[WHAT IS EXPECTED] All pictures are to be skipped; retype only the lines from the top of the entries through the line with "target | moth forewing", both included.

Dataset entries
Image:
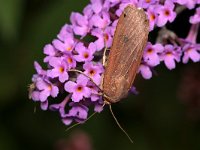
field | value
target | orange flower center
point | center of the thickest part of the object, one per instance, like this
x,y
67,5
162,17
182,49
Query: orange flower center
x,y
106,37
150,51
69,60
69,48
49,87
92,72
167,13
148,1
152,17
61,69
79,89
189,49
168,53
86,55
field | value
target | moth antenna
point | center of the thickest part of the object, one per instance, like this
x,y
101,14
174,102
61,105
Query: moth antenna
x,y
85,120
34,109
74,70
74,125
119,124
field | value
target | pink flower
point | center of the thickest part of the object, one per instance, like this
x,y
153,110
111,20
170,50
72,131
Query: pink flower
x,y
78,88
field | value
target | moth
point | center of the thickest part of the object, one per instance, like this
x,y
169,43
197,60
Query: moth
x,y
129,40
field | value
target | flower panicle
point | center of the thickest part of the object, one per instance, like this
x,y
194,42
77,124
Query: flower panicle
x,y
74,65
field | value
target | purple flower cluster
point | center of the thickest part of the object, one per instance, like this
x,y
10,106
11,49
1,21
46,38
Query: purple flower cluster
x,y
74,65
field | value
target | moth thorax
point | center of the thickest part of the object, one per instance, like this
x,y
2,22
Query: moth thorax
x,y
118,89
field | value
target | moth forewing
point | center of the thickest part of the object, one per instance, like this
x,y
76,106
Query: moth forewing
x,y
125,55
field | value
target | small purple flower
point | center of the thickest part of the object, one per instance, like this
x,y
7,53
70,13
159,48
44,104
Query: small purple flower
x,y
50,51
43,90
125,3
93,71
60,106
69,58
146,3
46,89
39,69
152,16
151,52
170,55
99,5
79,89
66,32
94,92
85,54
66,46
133,90
59,69
145,71
80,24
98,105
196,18
78,112
166,13
190,52
101,20
104,37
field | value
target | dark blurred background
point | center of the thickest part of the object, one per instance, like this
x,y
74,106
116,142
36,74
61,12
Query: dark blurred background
x,y
164,116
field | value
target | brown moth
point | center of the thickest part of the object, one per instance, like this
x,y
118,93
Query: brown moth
x,y
125,55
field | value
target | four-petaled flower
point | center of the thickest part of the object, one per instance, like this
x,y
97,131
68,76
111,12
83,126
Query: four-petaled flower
x,y
59,69
78,88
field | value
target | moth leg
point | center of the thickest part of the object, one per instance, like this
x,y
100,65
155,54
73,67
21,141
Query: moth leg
x,y
104,56
81,72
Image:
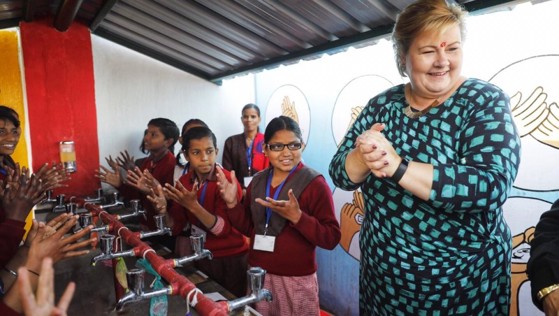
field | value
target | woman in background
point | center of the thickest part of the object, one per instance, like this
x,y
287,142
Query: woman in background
x,y
288,211
244,153
182,168
435,159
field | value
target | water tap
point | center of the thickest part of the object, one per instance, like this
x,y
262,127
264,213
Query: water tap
x,y
114,203
255,276
197,242
59,207
162,229
135,279
136,208
106,245
49,198
95,200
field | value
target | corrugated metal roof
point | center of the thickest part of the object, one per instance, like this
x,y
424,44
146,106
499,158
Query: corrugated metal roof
x,y
216,39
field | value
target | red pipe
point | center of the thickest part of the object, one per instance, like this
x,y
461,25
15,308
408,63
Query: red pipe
x,y
165,267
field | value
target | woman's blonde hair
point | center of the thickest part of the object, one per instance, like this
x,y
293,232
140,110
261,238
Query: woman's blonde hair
x,y
420,16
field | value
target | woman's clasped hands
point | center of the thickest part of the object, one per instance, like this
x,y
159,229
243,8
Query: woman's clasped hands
x,y
376,152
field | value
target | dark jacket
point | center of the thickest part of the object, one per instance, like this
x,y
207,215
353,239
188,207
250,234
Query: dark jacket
x,y
543,266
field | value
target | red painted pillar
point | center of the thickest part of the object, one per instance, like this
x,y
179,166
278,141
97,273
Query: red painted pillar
x,y
60,88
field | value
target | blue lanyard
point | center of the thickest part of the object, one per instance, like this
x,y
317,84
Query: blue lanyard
x,y
203,195
276,194
249,156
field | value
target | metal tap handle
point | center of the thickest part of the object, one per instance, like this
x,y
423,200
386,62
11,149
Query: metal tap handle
x,y
197,242
60,200
135,205
71,208
107,243
255,277
49,195
159,221
115,197
135,279
85,220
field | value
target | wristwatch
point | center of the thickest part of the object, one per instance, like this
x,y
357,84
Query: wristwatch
x,y
547,290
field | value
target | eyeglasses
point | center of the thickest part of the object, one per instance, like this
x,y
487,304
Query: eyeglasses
x,y
280,147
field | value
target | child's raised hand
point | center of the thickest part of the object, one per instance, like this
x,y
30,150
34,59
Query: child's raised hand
x,y
42,303
287,209
150,180
158,199
108,176
137,179
227,188
126,161
112,163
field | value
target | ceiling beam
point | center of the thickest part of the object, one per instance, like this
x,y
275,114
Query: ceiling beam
x,y
107,7
29,8
66,14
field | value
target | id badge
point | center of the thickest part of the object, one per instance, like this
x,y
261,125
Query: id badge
x,y
195,230
247,181
264,243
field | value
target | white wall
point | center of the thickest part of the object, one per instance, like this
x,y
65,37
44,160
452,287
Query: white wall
x,y
515,49
131,89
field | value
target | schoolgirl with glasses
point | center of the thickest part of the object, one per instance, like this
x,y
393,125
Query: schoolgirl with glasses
x,y
287,212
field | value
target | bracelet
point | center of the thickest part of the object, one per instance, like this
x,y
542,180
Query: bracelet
x,y
12,272
399,173
547,290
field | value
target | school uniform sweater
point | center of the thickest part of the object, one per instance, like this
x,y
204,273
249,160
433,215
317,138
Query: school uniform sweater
x,y
295,244
161,170
222,242
11,231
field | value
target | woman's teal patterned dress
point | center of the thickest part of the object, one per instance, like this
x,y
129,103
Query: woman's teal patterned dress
x,y
450,255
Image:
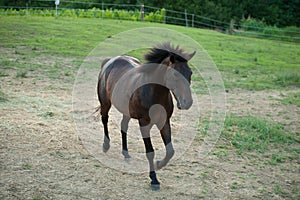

[EXERCISE SOLUTION]
Image:
field | value
target | orange flower center
point | center of the thickest part of the object, one per instance, like this
x,y
67,5
162,17
182,49
Query: orange flower center
x,y
106,37
150,51
69,60
69,48
49,87
92,72
167,13
148,1
152,17
61,69
79,89
189,49
168,53
86,55
field | value
target | moth antenna
point | center of the thickest part of the object, one per instance, like this
x,y
101,14
174,102
61,105
Query: moth antenna
x,y
85,120
34,109
74,70
74,125
119,124
field | value
target | pink flower
point | center of the thickest part of the object, one per instance, like this
x,y
153,110
111,20
170,50
72,131
Query: pink flower
x,y
78,88
field | value
target | moth
point | center of the thickest part of the object, one per instance, like this
x,y
169,43
197,60
Query: moth
x,y
129,40
field | value
target | flower panicle
point | center of the thickest part of the object, one per instance, like this
x,y
194,42
77,124
Query: flower panicle
x,y
74,65
field | value
target | purple flower cluster
point | center of the thickest part of the object, one per instance, like this
x,y
10,106
11,49
1,21
46,38
Query: purple flower cluster
x,y
74,65
field | value
target | moth thorax
point | center of the thickest part of the object, one per instance, like this
x,y
2,22
Query: moth thorax
x,y
118,89
field | value
target | moth forewing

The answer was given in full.